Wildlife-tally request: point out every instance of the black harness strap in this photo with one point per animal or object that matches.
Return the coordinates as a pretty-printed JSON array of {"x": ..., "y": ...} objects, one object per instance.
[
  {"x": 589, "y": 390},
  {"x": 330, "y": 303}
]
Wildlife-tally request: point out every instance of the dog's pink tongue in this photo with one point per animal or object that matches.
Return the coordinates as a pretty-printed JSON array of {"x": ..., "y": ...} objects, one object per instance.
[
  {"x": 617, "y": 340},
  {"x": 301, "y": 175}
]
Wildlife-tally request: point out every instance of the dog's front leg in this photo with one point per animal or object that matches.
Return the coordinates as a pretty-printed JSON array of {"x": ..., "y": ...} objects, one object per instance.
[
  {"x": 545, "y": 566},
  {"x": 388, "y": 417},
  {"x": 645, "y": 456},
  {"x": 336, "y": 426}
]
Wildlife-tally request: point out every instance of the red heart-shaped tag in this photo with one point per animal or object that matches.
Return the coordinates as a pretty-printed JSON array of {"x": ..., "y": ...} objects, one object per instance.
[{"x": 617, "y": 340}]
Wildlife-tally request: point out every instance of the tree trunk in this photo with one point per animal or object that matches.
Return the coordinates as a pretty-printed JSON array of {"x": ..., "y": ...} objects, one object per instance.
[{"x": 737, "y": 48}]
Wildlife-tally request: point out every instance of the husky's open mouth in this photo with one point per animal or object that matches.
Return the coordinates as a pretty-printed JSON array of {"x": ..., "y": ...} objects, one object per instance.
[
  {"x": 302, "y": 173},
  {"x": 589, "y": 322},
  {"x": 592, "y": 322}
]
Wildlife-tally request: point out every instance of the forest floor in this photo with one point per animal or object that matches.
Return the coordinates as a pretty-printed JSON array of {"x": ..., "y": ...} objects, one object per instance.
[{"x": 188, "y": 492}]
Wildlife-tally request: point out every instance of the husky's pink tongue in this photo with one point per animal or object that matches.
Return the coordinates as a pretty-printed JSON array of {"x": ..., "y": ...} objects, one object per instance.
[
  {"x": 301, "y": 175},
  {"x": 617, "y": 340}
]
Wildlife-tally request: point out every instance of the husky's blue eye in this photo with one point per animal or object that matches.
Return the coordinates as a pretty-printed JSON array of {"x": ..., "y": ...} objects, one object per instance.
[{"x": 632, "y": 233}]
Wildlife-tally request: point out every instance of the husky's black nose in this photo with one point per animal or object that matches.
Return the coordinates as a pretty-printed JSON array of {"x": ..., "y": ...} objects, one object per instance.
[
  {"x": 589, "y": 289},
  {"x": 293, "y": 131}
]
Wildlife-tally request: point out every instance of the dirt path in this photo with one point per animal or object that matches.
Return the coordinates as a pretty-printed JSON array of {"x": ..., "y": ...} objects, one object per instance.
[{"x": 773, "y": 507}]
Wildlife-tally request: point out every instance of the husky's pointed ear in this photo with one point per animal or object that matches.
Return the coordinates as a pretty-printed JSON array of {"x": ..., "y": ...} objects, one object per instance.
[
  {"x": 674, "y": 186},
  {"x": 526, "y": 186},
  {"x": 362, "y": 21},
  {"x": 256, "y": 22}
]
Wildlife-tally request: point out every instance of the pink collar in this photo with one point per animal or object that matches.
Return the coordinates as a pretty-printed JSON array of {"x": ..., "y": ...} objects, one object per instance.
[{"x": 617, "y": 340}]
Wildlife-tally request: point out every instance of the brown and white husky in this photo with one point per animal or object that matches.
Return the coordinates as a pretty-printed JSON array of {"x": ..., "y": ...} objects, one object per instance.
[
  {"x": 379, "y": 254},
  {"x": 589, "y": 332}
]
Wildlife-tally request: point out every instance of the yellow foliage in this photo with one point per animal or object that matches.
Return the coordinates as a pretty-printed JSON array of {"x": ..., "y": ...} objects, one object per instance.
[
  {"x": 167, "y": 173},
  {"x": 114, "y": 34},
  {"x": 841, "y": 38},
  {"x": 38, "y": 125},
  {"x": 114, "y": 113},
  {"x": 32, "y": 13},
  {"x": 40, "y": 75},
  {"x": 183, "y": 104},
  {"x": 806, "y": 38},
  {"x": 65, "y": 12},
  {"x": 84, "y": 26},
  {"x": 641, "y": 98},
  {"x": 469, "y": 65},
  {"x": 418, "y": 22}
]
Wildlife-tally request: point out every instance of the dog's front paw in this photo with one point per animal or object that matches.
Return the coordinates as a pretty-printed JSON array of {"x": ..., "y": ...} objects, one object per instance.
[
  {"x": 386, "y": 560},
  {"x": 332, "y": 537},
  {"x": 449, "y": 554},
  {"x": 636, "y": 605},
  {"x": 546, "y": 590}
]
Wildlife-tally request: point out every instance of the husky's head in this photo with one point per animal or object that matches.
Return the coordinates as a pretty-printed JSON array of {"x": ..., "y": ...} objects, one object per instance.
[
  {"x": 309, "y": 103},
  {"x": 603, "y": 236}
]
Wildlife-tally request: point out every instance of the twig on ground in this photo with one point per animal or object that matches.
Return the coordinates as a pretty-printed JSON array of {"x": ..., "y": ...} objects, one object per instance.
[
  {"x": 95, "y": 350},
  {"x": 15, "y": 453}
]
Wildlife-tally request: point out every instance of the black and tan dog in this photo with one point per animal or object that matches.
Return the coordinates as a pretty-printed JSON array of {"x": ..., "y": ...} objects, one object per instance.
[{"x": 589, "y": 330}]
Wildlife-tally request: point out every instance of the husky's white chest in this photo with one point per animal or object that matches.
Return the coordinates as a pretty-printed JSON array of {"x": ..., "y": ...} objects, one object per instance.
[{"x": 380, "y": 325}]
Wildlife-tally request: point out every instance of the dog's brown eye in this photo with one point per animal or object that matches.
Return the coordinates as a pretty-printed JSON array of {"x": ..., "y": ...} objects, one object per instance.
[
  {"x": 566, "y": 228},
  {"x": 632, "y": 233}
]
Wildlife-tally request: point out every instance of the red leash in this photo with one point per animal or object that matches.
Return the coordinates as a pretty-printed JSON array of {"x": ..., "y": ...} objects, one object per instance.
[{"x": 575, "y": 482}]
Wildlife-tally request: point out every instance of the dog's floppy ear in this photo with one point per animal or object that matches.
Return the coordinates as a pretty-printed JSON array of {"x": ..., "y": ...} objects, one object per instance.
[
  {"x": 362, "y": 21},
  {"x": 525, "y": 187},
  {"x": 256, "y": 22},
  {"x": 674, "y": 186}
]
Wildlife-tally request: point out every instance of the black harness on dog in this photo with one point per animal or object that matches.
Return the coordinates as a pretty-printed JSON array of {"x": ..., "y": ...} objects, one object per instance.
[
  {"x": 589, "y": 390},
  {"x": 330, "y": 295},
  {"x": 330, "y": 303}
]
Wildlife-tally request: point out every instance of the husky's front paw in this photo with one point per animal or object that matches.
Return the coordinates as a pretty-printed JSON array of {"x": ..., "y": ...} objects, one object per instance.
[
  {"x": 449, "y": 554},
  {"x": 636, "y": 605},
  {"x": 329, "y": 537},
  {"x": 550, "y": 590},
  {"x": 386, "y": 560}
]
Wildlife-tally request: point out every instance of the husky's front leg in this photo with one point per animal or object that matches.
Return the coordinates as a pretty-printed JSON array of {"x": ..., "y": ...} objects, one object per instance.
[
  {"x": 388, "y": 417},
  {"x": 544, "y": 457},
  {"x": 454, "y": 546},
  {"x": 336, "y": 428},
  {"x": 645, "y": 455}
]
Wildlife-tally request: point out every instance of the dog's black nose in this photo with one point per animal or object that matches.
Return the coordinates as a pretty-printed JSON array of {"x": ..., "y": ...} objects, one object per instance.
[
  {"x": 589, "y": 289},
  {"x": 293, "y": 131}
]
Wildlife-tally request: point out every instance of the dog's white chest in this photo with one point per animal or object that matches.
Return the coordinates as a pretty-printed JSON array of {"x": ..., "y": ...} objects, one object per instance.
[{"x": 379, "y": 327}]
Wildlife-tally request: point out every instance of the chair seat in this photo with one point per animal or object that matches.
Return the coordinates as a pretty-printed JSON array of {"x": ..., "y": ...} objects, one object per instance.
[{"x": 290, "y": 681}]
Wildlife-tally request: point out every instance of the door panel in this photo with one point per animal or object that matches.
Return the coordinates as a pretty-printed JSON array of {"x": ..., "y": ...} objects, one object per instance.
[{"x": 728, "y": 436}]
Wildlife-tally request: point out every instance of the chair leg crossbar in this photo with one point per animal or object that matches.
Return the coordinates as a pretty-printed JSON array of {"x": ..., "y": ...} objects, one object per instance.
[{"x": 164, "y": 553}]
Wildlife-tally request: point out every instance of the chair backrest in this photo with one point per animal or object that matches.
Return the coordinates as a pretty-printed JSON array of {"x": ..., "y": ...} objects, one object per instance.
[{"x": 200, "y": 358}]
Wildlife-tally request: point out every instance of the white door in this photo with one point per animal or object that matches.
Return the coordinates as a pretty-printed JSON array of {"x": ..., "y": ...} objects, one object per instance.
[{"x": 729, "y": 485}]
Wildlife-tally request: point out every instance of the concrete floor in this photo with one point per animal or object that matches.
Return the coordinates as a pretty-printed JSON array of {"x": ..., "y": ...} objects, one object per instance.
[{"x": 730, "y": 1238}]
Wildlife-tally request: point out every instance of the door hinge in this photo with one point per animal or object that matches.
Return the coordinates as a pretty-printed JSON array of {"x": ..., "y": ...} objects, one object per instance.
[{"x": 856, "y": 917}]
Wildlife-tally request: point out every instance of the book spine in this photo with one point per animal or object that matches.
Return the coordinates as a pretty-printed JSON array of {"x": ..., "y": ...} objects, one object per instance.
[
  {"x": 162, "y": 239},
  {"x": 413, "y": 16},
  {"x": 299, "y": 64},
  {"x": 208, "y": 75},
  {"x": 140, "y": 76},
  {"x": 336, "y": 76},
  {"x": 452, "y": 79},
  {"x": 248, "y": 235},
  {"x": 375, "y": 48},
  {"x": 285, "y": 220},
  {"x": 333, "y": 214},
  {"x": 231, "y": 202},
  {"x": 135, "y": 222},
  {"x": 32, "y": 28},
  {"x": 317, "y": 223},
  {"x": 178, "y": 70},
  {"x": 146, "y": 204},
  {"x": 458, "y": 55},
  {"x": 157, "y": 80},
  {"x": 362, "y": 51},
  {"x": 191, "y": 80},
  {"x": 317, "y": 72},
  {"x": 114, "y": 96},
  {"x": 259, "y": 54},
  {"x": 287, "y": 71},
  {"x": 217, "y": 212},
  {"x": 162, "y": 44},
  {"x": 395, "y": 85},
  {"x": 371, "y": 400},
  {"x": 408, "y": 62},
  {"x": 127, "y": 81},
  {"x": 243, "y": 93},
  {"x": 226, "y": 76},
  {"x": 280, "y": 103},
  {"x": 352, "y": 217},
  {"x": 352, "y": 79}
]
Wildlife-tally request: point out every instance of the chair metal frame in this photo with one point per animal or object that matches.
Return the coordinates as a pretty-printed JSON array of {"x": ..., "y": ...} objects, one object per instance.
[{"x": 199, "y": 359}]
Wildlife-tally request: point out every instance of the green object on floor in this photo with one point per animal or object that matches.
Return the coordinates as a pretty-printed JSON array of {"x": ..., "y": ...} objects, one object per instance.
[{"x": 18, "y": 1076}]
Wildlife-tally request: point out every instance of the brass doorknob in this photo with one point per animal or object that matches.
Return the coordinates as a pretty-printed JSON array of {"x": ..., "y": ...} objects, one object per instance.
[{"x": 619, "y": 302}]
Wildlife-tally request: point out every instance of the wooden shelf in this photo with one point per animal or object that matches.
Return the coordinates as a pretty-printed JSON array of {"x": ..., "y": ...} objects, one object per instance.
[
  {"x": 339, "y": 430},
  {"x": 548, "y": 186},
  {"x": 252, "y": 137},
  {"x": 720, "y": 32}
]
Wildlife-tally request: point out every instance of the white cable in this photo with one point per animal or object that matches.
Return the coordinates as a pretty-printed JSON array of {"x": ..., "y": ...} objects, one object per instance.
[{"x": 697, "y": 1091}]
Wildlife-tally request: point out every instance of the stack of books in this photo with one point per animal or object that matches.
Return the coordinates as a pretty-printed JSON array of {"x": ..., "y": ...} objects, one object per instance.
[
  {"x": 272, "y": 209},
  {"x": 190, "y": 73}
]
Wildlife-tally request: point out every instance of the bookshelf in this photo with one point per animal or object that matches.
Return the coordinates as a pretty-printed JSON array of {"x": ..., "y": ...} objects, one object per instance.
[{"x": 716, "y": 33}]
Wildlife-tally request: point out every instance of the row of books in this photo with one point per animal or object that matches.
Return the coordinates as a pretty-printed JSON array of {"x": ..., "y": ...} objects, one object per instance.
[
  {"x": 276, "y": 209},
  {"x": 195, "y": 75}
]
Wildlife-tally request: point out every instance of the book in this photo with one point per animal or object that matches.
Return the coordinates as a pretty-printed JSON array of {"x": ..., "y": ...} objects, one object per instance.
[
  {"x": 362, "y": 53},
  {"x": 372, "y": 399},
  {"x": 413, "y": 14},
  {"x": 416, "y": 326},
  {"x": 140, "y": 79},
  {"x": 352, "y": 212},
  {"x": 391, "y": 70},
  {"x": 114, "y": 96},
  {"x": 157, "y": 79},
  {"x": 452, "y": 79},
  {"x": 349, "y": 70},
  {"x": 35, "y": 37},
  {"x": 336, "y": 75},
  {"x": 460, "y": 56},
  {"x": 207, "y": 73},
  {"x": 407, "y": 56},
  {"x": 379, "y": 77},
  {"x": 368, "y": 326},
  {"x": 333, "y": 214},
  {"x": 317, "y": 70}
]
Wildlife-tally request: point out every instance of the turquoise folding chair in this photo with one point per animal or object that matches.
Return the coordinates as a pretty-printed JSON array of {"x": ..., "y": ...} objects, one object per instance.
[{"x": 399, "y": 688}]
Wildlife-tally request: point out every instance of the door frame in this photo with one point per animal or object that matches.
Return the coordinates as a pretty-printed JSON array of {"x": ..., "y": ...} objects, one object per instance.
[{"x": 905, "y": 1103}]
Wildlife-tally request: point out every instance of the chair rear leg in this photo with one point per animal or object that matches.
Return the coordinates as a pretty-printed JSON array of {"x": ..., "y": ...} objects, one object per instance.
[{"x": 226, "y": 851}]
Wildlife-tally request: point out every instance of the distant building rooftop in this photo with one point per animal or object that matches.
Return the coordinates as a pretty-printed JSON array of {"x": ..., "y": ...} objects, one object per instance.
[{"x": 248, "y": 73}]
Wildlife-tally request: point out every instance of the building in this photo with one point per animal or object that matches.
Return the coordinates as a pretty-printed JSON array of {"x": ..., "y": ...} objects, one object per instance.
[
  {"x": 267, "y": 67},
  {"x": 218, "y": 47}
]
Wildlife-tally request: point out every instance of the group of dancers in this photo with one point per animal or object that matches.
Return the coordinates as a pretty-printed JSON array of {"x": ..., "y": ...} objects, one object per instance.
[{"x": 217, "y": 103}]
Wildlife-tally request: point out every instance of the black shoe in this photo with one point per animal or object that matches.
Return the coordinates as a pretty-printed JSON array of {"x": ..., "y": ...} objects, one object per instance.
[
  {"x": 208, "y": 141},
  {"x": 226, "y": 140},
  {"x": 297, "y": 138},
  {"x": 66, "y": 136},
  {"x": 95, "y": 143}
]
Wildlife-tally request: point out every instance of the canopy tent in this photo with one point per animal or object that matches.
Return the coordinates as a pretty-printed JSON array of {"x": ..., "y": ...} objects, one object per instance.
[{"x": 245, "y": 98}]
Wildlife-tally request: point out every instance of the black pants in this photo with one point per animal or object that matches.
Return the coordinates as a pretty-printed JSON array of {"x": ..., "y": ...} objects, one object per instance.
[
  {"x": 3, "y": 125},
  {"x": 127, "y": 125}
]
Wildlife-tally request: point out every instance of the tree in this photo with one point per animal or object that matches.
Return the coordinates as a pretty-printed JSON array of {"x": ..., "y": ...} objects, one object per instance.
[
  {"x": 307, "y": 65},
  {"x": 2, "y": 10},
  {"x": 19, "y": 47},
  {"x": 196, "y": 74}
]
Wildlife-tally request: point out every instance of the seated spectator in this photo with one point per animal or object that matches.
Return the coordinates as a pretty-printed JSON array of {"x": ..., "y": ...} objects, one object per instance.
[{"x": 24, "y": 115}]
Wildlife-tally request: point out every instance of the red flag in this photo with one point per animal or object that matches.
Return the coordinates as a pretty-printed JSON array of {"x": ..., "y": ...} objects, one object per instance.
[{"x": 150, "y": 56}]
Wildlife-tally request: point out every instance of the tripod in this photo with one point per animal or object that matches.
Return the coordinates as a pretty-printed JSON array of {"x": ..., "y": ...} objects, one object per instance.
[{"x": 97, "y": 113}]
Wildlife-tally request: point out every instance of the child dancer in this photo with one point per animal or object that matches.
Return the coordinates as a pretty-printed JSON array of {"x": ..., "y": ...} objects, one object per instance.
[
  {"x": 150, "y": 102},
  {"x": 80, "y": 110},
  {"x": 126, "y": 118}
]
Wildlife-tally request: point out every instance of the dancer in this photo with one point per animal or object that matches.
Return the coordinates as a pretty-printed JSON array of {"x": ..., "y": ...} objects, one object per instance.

+++

_Stated goal_
All lines from the one containing "Wildlife-tally request: point out every instance of the child" through the final line of the listing above are to be reproduced exactly; include both and add nothing.

_Completed exercise_
Wildlife-tally request: point out every instance of the child dancer in this photo with one point per animal or object that matches.
Return the coordinates as a pretty-printed JSON array of {"x": ..., "y": ...} objects, one object per instance.
[
  {"x": 150, "y": 102},
  {"x": 80, "y": 110},
  {"x": 126, "y": 118}
]
Wildlife-tally request: point out every instance of the dancer in this photo with one point per animal or object that matches.
Return the coordinates as a pretty-printed JSON array of {"x": ..., "y": ...} objects, one object per instance.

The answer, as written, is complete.